EXERCISE ▸ Rewrite every line of the entries below as a numbered list, omitting blank lines.
begin MATERIAL PROVIDED
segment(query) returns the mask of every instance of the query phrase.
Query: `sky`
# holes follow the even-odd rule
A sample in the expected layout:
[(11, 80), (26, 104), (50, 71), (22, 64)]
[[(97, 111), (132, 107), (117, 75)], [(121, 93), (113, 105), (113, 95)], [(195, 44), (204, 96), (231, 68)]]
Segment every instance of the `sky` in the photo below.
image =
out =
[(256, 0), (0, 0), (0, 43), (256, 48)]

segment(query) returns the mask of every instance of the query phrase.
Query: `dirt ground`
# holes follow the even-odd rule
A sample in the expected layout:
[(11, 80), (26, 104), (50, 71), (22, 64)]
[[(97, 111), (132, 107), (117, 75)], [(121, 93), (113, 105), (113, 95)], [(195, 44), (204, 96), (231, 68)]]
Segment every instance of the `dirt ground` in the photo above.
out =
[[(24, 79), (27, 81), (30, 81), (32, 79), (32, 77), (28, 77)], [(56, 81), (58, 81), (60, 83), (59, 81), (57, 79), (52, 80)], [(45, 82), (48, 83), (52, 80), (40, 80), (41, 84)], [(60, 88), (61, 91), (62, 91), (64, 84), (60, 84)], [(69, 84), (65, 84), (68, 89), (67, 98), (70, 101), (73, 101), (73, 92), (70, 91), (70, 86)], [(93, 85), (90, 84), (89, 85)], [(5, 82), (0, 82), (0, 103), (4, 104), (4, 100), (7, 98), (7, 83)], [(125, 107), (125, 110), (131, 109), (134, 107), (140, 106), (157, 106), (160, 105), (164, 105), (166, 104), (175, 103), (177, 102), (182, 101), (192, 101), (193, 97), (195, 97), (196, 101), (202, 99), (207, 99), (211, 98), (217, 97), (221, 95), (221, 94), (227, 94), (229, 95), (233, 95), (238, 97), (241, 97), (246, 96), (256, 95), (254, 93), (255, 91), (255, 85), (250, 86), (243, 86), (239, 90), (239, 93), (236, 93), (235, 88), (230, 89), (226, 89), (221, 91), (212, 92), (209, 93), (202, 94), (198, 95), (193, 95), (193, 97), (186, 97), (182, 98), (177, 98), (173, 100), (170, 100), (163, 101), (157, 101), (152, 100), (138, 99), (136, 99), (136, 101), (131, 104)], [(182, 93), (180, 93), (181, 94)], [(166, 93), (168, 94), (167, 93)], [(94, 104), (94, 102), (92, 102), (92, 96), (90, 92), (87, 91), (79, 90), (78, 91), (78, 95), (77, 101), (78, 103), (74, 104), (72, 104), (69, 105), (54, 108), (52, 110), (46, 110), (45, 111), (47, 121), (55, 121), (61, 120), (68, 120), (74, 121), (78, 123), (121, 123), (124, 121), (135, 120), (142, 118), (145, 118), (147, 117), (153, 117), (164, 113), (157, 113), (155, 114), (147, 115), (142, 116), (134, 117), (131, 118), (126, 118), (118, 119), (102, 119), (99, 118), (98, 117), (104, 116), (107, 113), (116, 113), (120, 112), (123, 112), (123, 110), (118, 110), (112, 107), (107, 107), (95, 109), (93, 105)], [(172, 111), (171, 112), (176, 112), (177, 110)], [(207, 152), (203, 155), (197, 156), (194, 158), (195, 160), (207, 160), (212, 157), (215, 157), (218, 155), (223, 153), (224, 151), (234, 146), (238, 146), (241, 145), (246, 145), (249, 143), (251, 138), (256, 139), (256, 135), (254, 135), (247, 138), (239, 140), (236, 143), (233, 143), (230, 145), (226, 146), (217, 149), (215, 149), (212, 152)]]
end MATERIAL PROVIDED
TASK RESPONSE ▸
1. segment(query) returns the mask of every instance of the query phrase.
2. Query: `sky`
3. # holes follow the even-odd rule
4. A sample in the expected layout:
5. [(11, 80), (26, 104), (50, 71), (22, 64)]
6. [[(97, 111), (132, 107), (117, 75)], [(121, 93), (113, 105), (113, 95)], [(195, 44), (204, 96), (231, 68)]]
7. Segment every instance of the `sky` in the photo below.
8. image =
9. out =
10. [(256, 0), (0, 0), (0, 43), (256, 48)]
11. segment(query) returns the mask of every instance of the query phrase.
12. Query: `dirt ground`
13. # holes follow the even-odd rule
14. A sample in the expected layout:
15. [(11, 80), (26, 104), (50, 71), (22, 64)]
16. [[(97, 111), (132, 107), (117, 75)], [(121, 93), (113, 105), (113, 95)], [(195, 44), (204, 96), (231, 68)]]
17. Segment every instance of the `dirt ground` in the photo above.
18. out =
19. [[(24, 79), (27, 81), (30, 81), (32, 79), (32, 77), (28, 77)], [(56, 81), (58, 81), (60, 83), (59, 81), (57, 79), (52, 80)], [(45, 82), (48, 83), (52, 80), (40, 80), (41, 84)], [(60, 88), (61, 91), (62, 91), (64, 84), (60, 84)], [(69, 84), (65, 84), (68, 89), (67, 98), (70, 101), (73, 101), (73, 92), (70, 91), (70, 86)], [(93, 85), (90, 84), (89, 85)], [(5, 82), (0, 82), (0, 103), (4, 104), (4, 100), (7, 98), (7, 83)], [(125, 107), (125, 110), (131, 109), (134, 107), (140, 106), (157, 106), (160, 105), (164, 105), (166, 104), (175, 103), (177, 102), (182, 101), (192, 101), (193, 97), (195, 97), (196, 101), (202, 99), (207, 99), (211, 98), (217, 97), (221, 95), (221, 94), (227, 94), (229, 95), (233, 95), (238, 97), (241, 97), (246, 96), (256, 95), (254, 93), (255, 91), (255, 85), (250, 86), (243, 86), (239, 90), (239, 93), (236, 93), (235, 88), (230, 89), (226, 89), (221, 91), (212, 92), (209, 93), (202, 94), (198, 95), (193, 95), (193, 97), (186, 97), (182, 98), (177, 98), (173, 100), (170, 100), (163, 101), (157, 101), (152, 100), (138, 99), (136, 99), (136, 101), (131, 104)], [(182, 93), (180, 93), (181, 94)], [(166, 93), (168, 94), (167, 93)], [(94, 104), (94, 102), (92, 102), (92, 96), (90, 92), (87, 91), (79, 90), (78, 91), (78, 95), (77, 101), (78, 103), (74, 104), (72, 104), (69, 105), (54, 108), (52, 110), (46, 110), (45, 111), (47, 121), (55, 121), (61, 120), (68, 120), (74, 121), (78, 123), (121, 123), (124, 121), (135, 120), (142, 118), (145, 118), (147, 117), (153, 117), (164, 113), (157, 113), (155, 114), (147, 115), (142, 116), (134, 117), (131, 118), (126, 118), (118, 119), (102, 119), (99, 118), (98, 117), (104, 116), (107, 113), (116, 113), (120, 112), (123, 112), (123, 110), (118, 110), (112, 107), (107, 107), (95, 109), (93, 105)], [(172, 111), (171, 112), (176, 112), (177, 110)], [(207, 152), (203, 155), (197, 156), (194, 158), (195, 160), (207, 160), (212, 157), (215, 157), (218, 155), (223, 153), (224, 151), (234, 146), (238, 146), (241, 145), (246, 145), (249, 143), (251, 138), (256, 139), (256, 135), (254, 135), (247, 138), (239, 140), (236, 143), (233, 143), (230, 145), (226, 146), (217, 149), (215, 149), (212, 152)]]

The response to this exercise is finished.